**What needs to be done**
Identify each line in the records below that contains the word "stone" and copy those lines out. Matching is case-sensitive.

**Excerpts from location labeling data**
......
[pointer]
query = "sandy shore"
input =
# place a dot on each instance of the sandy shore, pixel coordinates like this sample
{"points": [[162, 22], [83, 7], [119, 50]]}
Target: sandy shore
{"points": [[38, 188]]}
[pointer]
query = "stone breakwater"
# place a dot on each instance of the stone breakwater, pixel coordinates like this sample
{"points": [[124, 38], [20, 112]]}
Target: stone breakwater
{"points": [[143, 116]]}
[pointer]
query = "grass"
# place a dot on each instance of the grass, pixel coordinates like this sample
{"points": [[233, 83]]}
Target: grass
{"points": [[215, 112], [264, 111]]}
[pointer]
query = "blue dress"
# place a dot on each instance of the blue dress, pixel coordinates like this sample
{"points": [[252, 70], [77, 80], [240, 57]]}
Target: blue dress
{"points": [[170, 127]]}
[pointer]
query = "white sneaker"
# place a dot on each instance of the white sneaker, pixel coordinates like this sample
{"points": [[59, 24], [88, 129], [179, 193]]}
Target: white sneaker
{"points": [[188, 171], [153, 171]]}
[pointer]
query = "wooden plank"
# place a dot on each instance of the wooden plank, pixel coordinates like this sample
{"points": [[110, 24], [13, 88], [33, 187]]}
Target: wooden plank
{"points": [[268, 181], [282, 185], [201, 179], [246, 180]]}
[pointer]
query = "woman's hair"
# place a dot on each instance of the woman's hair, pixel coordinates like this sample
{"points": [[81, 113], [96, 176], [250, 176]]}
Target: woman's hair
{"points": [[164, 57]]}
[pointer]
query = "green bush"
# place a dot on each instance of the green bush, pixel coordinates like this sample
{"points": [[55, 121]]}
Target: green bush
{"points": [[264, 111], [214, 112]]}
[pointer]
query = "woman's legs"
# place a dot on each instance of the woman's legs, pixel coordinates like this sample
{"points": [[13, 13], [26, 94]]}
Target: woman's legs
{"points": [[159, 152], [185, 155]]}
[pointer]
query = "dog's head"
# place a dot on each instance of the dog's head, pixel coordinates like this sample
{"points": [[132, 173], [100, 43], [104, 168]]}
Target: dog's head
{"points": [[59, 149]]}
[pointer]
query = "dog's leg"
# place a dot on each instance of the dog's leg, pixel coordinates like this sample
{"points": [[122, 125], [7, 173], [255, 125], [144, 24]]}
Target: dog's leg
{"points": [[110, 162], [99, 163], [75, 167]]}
......
**Result of this exercise**
query = "stone breakwater"
# place a dot on each instance of the stone breakwater, pixel coordinates like this sample
Target: stone breakwater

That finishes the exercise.